- _Entries from a pointing dataset_
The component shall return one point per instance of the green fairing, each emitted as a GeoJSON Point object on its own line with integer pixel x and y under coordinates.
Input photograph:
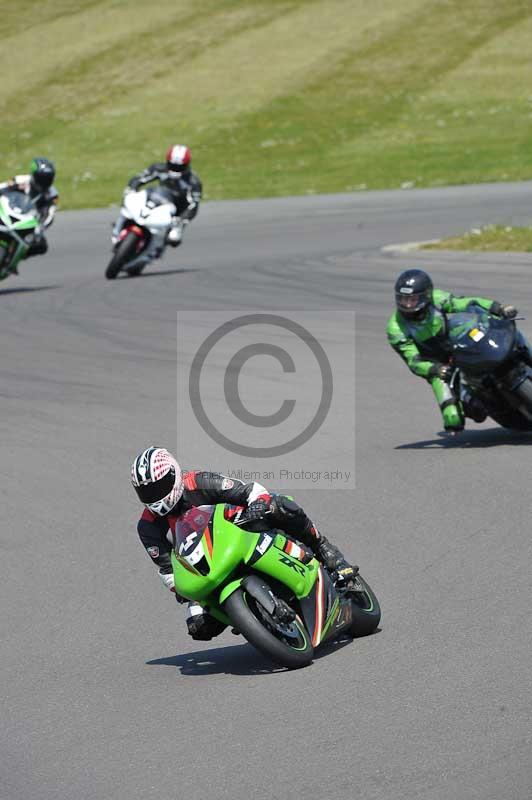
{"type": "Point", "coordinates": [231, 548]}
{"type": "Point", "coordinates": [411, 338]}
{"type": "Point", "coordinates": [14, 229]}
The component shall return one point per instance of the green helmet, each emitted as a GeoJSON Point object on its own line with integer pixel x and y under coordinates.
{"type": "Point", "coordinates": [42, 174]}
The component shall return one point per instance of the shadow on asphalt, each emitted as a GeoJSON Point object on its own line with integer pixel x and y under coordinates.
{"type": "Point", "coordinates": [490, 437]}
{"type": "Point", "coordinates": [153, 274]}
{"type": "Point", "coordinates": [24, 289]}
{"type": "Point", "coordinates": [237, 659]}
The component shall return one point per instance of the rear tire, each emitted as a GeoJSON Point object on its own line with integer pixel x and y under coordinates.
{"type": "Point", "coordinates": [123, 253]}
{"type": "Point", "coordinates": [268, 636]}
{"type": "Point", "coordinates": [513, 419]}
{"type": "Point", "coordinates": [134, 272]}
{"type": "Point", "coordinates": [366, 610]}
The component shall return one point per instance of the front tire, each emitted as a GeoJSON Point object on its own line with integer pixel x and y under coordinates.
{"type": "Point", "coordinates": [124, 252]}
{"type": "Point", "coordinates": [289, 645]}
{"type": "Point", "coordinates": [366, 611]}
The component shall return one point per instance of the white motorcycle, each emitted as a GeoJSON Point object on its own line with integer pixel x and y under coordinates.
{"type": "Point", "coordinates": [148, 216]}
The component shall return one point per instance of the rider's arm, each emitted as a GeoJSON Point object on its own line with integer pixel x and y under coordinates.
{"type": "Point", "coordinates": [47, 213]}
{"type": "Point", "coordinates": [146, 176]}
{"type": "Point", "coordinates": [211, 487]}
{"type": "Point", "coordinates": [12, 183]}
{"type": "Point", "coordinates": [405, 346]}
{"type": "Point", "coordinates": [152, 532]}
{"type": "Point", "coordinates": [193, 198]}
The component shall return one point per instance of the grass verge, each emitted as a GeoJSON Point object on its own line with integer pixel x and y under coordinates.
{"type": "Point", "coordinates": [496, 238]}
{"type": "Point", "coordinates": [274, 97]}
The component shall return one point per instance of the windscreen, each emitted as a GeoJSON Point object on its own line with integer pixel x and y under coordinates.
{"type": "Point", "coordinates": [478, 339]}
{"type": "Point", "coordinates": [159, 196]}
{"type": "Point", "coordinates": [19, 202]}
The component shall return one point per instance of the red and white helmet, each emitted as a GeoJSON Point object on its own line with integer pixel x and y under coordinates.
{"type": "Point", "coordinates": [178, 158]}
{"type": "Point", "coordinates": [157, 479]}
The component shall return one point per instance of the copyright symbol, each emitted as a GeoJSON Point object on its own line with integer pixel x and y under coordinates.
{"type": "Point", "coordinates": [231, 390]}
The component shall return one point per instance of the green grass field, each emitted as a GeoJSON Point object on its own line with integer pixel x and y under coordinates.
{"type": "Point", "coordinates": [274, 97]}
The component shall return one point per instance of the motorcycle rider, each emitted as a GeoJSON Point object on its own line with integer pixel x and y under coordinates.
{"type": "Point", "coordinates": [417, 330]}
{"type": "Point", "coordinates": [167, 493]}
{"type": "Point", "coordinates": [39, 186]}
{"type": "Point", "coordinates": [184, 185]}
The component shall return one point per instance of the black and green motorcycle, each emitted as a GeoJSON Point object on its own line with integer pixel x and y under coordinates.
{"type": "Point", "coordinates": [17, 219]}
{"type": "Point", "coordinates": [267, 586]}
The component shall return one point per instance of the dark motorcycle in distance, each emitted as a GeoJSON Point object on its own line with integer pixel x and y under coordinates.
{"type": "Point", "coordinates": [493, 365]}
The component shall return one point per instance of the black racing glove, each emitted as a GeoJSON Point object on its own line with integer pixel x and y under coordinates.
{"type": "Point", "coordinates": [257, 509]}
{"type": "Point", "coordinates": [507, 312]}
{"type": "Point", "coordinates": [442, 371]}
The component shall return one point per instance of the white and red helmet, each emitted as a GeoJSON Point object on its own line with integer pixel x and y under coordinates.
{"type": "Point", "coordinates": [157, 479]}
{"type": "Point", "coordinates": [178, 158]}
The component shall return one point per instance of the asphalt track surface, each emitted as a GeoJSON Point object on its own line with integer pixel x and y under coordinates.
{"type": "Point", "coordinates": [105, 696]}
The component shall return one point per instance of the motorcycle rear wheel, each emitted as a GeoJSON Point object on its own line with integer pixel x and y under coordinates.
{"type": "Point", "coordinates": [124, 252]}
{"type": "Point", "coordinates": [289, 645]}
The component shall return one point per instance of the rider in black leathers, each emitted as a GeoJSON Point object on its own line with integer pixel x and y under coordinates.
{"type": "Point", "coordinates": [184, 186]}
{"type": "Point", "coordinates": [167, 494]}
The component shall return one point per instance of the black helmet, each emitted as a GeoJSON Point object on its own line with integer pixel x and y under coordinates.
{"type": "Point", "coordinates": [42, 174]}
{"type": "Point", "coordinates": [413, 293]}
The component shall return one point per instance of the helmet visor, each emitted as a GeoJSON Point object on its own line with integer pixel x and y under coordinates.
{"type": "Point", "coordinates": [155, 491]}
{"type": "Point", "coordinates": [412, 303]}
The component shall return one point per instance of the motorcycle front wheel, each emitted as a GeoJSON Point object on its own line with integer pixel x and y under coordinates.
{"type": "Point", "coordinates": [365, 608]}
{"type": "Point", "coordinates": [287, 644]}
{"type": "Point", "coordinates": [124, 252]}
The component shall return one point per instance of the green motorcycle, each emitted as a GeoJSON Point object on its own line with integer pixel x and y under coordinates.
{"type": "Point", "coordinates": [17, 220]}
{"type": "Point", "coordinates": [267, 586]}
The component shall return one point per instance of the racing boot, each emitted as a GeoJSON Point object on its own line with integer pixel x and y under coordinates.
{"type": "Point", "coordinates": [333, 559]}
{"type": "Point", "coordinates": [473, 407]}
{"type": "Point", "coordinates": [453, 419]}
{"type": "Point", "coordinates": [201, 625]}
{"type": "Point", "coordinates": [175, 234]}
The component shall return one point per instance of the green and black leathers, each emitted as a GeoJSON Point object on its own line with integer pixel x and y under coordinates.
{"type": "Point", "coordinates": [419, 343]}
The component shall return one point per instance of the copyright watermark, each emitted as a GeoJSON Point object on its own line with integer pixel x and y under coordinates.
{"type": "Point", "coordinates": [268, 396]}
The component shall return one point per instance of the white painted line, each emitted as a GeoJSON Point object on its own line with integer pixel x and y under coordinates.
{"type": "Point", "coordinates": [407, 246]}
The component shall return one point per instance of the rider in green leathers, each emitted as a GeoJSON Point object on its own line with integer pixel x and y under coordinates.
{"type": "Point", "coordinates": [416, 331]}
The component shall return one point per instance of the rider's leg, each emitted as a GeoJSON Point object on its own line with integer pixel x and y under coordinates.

- _GOAL_
Rewrite the listing starting at the line containing "the green and" and ending at the end of the listing, changing each "component" to "module" and leaving everything else in those lines the same.

- _SOLUTION TO THIS PROBLEM_
The module shall return one point per instance of the green and black leathers, each emitted as a GeoJSON Point object on its own line with integer pixel x and y under coordinates.
{"type": "Point", "coordinates": [419, 343]}
The module shall return one point per instance of the copyright watermark, each emitted as a GeoJSON Point object on its own line with integer pixel x and y under coordinates.
{"type": "Point", "coordinates": [268, 396]}
The module shall return one point per instance of the white painted line, each emitted as a GeoJSON Point object on its own line with integer pixel x and y under coordinates.
{"type": "Point", "coordinates": [407, 246]}
The module shall return one point per instance of the rider in green leathers, each emitted as a GeoJSON Point object on its own line with integer pixel x and y under coordinates.
{"type": "Point", "coordinates": [416, 331]}
The module shall return one point per instance of the rider's leg, each emitted as a GeoJSON Point object on its own line with integer pixel x and y under coordinates.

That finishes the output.